PROVIDED DATA:
*** Begin section ***
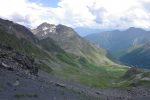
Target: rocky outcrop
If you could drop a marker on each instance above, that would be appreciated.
(13, 60)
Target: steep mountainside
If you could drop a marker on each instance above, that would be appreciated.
(138, 56)
(72, 43)
(117, 42)
(63, 61)
(19, 31)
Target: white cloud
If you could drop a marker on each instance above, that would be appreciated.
(103, 14)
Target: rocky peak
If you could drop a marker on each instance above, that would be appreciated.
(47, 27)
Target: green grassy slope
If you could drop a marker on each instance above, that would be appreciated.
(56, 61)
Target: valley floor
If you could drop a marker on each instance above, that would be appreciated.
(17, 86)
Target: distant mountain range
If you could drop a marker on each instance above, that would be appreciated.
(55, 59)
(119, 43)
(60, 51)
(86, 31)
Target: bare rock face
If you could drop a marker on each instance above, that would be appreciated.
(69, 40)
(12, 60)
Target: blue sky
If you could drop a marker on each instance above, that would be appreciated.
(49, 3)
(99, 14)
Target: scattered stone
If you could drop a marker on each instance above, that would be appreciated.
(60, 85)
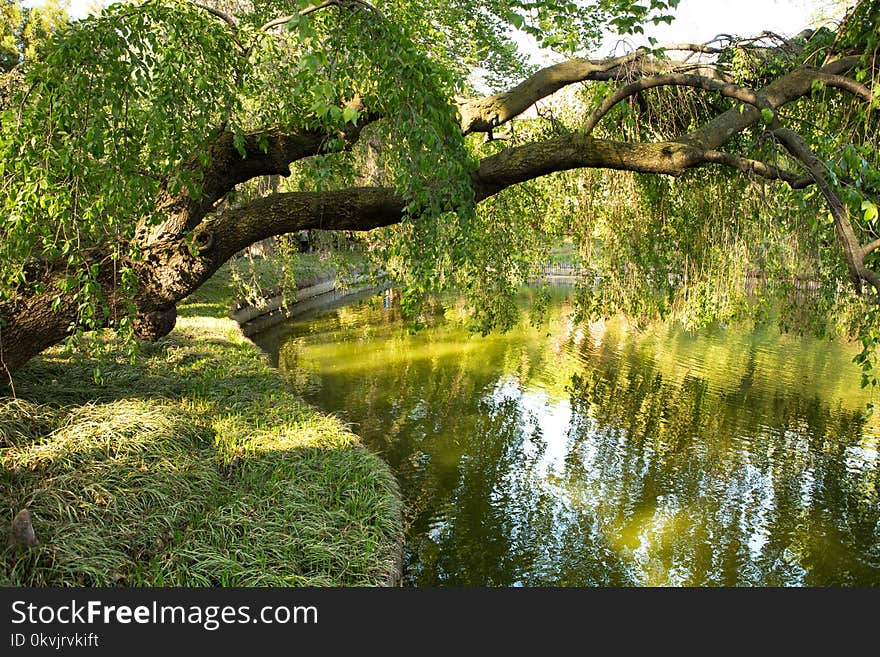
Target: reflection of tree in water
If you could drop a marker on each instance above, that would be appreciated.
(660, 481)
(734, 488)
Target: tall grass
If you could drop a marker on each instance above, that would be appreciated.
(192, 466)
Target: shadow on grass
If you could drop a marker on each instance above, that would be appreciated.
(193, 465)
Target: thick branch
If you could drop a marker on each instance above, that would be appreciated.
(484, 114)
(673, 79)
(758, 168)
(853, 251)
(786, 89)
(266, 153)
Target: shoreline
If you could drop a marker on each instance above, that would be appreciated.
(193, 465)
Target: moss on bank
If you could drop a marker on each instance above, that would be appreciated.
(193, 466)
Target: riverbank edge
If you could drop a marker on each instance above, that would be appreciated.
(54, 389)
(273, 310)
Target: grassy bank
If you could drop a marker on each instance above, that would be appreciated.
(193, 466)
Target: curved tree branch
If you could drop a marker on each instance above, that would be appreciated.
(673, 79)
(853, 251)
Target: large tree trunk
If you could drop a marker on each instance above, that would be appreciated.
(169, 271)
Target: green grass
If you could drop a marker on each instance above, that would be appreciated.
(194, 466)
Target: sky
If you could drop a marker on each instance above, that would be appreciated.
(697, 19)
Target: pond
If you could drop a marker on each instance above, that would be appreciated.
(600, 455)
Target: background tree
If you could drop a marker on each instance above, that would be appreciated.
(136, 125)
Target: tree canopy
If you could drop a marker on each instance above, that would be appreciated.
(702, 181)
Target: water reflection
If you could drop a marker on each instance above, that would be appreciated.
(594, 456)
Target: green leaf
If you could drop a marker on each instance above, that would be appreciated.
(350, 115)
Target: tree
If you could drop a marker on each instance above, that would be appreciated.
(133, 128)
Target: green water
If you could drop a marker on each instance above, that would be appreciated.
(599, 455)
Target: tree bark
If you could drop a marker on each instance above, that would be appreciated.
(170, 270)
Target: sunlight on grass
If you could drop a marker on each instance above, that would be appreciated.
(194, 466)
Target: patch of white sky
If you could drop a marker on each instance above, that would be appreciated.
(700, 21)
(696, 21)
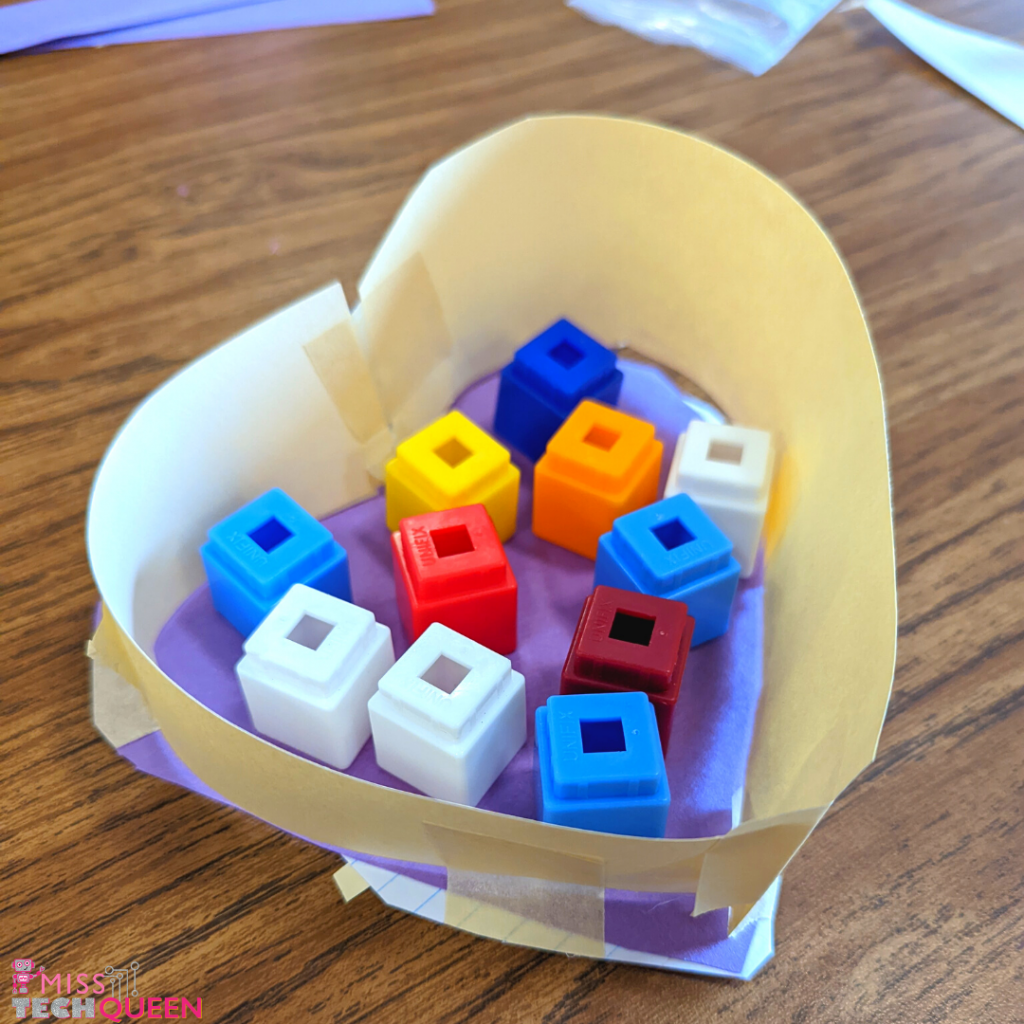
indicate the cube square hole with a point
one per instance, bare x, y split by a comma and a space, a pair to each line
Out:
*** End section ***
YOUR OBJECTIVE:
In the records above, find the line that contains "Target: green leaf" and retype it and all lines after it exactly, leaving out any pictures.

EXERCISE SOLUTION:
Target: green leaf
If you could drop a marker on each instance above, that would be appreciated.
(350, 115)
Target: tree
If you could drop a marker on each instance above, that would be appreciated.
(133, 128)
Target: green water
If you could drop a marker on each instance above, that would be appreciated.
(599, 455)
Target: tree bark
If you could drop a marker on each instance above, that would be appreciated.
(170, 270)
Target: sunlight on grass
If you could drop a marker on each instance above, that would be appreciated.
(194, 466)
Target: patch of white sky
If you could drop a marker on each instance above, that would be appreciated.
(700, 21)
(696, 21)
indicate the cube square hole with a point
one per instance, bare x, y split by a comma and a space, a pair to each line
Out:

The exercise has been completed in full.